WRITTEN REQUEST:
Please copy out the material below line for line, with no changes.

GIVEN DATA:
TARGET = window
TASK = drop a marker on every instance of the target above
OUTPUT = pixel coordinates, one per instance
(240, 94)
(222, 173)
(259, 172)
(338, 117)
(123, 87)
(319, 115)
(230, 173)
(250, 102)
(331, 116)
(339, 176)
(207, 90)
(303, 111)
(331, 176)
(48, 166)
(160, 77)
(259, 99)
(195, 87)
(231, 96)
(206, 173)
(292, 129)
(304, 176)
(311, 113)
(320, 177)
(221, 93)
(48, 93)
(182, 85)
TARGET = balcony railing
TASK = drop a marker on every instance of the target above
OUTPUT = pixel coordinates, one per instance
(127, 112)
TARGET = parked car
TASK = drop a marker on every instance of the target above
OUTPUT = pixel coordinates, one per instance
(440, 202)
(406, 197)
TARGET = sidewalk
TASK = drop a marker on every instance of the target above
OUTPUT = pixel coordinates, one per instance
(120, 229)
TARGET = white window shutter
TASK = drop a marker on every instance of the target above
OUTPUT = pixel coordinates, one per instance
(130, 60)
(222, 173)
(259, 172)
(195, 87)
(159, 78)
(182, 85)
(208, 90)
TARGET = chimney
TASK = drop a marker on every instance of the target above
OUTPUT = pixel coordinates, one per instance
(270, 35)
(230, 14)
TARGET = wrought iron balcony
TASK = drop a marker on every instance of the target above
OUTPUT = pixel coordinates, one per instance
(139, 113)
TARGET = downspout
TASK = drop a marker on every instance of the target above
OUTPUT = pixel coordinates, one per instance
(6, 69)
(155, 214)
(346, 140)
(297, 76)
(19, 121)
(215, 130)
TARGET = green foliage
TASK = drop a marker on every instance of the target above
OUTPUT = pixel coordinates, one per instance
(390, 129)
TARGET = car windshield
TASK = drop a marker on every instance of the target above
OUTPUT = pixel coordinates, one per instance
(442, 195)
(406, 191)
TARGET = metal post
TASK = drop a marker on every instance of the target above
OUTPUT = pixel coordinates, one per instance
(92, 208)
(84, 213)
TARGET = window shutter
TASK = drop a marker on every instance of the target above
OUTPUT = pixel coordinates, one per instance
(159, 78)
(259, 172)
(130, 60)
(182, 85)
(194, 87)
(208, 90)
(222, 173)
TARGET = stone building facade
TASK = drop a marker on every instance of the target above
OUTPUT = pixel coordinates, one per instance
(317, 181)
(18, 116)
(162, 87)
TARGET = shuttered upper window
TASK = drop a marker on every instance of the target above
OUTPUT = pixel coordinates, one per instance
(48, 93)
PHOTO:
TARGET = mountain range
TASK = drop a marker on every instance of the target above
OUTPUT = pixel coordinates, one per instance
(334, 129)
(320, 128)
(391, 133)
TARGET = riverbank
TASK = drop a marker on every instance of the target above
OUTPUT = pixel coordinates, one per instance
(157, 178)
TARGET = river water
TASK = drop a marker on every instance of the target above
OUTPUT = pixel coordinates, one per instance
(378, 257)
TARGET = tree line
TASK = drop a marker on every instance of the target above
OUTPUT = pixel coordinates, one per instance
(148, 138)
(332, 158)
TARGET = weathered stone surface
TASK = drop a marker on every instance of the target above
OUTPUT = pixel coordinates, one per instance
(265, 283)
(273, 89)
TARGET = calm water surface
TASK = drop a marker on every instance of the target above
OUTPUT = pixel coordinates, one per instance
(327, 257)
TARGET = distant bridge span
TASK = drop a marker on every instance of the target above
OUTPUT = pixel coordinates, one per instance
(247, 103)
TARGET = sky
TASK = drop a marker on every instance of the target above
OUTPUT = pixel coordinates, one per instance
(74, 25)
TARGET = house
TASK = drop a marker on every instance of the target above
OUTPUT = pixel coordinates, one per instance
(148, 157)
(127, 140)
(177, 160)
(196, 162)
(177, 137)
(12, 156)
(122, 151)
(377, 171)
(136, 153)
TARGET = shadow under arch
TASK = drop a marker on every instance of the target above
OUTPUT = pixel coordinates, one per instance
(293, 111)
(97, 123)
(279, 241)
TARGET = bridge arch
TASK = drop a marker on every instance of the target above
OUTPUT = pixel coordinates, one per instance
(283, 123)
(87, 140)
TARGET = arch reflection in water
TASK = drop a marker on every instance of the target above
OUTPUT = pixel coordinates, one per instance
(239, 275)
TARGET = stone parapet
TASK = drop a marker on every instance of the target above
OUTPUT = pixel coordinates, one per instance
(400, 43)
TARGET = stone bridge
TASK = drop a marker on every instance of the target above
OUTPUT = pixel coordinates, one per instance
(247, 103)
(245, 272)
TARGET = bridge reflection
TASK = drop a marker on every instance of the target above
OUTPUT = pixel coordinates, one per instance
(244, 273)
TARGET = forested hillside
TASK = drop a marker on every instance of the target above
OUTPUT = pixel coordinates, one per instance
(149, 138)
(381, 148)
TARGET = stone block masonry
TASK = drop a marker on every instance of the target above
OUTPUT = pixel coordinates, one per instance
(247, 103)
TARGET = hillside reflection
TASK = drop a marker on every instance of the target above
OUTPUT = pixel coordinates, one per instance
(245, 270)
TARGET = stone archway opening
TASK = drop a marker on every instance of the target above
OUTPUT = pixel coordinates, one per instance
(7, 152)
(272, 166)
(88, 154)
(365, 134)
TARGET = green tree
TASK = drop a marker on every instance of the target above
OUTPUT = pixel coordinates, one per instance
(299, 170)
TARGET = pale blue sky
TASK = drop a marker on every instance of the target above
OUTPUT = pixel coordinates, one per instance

RESULT BELOW:
TARGET = window
TASK = drop a marker on every instance of the target above
OUTPUT = pixel coordinates, one per instance
(240, 94)
(222, 173)
(259, 172)
(338, 117)
(123, 87)
(319, 115)
(230, 173)
(250, 102)
(331, 116)
(339, 176)
(207, 90)
(303, 111)
(331, 176)
(48, 166)
(160, 77)
(259, 99)
(195, 87)
(231, 96)
(206, 173)
(292, 129)
(304, 176)
(311, 113)
(320, 177)
(221, 93)
(48, 93)
(182, 85)
TARGET = balcony railing
TASK = drop a marker on every instance of the target above
OUTPUT = pixel coordinates, one per instance
(127, 112)
TARGET = parked car
TASK = drop a marker on every instance of the target above
OUTPUT = pixel coordinates, one per instance
(440, 202)
(406, 197)
TARGET = sidewalk
TASK = drop a marker on every instance of the target above
OUTPUT = pixel coordinates, one per instance
(120, 229)
TARGET = white window shutter
TASK = drop a marker on every instance of the target above
OUTPUT = pixel coordinates, one per instance
(130, 60)
(222, 173)
(259, 172)
(195, 87)
(159, 78)
(182, 85)
(208, 90)
TARGET = chimney
TASK = drop a marker on every instance of the target above
OUTPUT = pixel coordinates, one per instance
(270, 35)
(230, 14)
TARGET = wrought iron balcony
TASK = drop a marker on every instance of the target above
OUTPUT = pixel coordinates, one per instance
(139, 113)
TARGET = downspout
TASK = drop a marker on every instance of the target above
OUTPUT = pixel coordinates, one per instance
(6, 69)
(155, 214)
(346, 140)
(297, 76)
(19, 121)
(215, 130)
TARGET = green foliage
TASK = drop a marker on every instance of the target above
OUTPUT = pixel coordinates, one per instance
(390, 129)
TARGET = car windshield
TASK = drop a marker on every instance of the target above
OUTPUT = pixel coordinates, one per instance
(442, 195)
(406, 191)
TARGET = metal post
TASK = drop a marker on every instance of the target above
OUTPUT = pixel coordinates, one per instance
(92, 208)
(84, 213)
TARGET = window shutter
TASK = drop a marker on every instance of the target above
OUTPUT = pixel coordinates, one per instance
(159, 78)
(259, 172)
(130, 60)
(182, 85)
(194, 87)
(208, 90)
(222, 173)
TARGET = stone building facade
TASK = drop a marker on every instance of the target above
OUTPUT = pixel coordinates, one per instance
(317, 181)
(18, 116)
(162, 87)
TARGET = shuttered upper window
TASK = drop a marker on every instance of the target above
OUTPUT = pixel coordinates, one per instance
(48, 93)
PHOTO:
TARGET = mountain range
TASK = drop a marker on every instance of the target above
OUTPUT = pixel coordinates, one per instance
(334, 129)
(320, 128)
(391, 133)
TARGET = riverbank
TASK = drop a marker on every instance of the target above
OUTPUT = pixel coordinates, one per instance
(157, 178)
TARGET = river water
TASK = drop a marker on every instance of the target above
OUTPUT = pixel coordinates, one per instance
(378, 257)
TARGET = tree line
TASK = drop a marker on every instance of the target above
OUTPUT = pixel coordinates, one per instance
(148, 138)
(332, 158)
TARGET = weathered stone surface
TASK = drop a marker on every instance of the target above
OUTPUT = pixel coordinates, one per instance
(265, 283)
(273, 89)
TARGET = calm water surface
TASK = drop a marker on every instance of the target above
OUTPUT = pixel coordinates, one per instance
(327, 257)
TARGET = distant bridge span
TASK = drop a marker on every instance of the target above
OUTPUT = pixel coordinates, one per instance
(247, 103)
TARGET = sky
TASK = drop a marker on every instance of the target above
OUTPUT = pixel coordinates, one per instance
(74, 25)
TARGET = house
TASK = drop a marker on every instance of the target above
OUTPUT = pixel coordinates, one per instance
(148, 157)
(127, 140)
(177, 160)
(196, 162)
(177, 137)
(12, 156)
(122, 151)
(377, 171)
(136, 153)
TARGET = shadow under arch
TASK = drop a marker on every instance of the target above
OUTPUT = pixel coordinates, one per instance
(293, 111)
(97, 123)
(279, 241)
TARGET = bridge arch
TASK = drop a marker on every instance of the target above
OUTPUT = pixel coordinates, one per instance
(283, 123)
(87, 140)
TARGET = arch reflection in water
TASK = drop a marker on every instance of the target above
OUTPUT = pixel coordinates, one per instance
(239, 275)
TARGET = stone parapet
TASK = drop a marker on every instance of the target above
OUTPUT = pixel coordinates, one per instance
(400, 43)
TARGET = stone bridge
TASK = drop a marker on every instance of the target above
OUTPUT = pixel coordinates, one per instance
(247, 103)
(245, 272)
TARGET = bridge reflection
TASK = drop a marker on every instance of the target above
OUTPUT = pixel coordinates, one per instance
(244, 273)
TARGET = forested hillside
TASK = drop a marker on every instance of the target above
OUTPUT = pixel coordinates, one per instance
(149, 138)
(381, 148)
TARGET = stone block masonry
TASK = drop a marker on every instance of the target above
OUTPUT = pixel coordinates, one per instance
(247, 103)
TARGET = hillside reflection
TASK = drop a marker on every instance of the target above
OUTPUT = pixel coordinates, one per instance
(245, 270)
TARGET = stone archway opening
TASK = drop a marker on every instance of the target above
OUTPUT = pixel coordinates, one per instance
(7, 152)
(272, 166)
(88, 154)
(365, 134)
TARGET = green tree
TASK = drop a marker on every instance of the target above
OUTPUT = pixel coordinates, one per instance
(299, 170)
TARGET = pale blue sky
TASK = drop a marker on every instance of the target above
OUTPUT = pixel coordinates, one per instance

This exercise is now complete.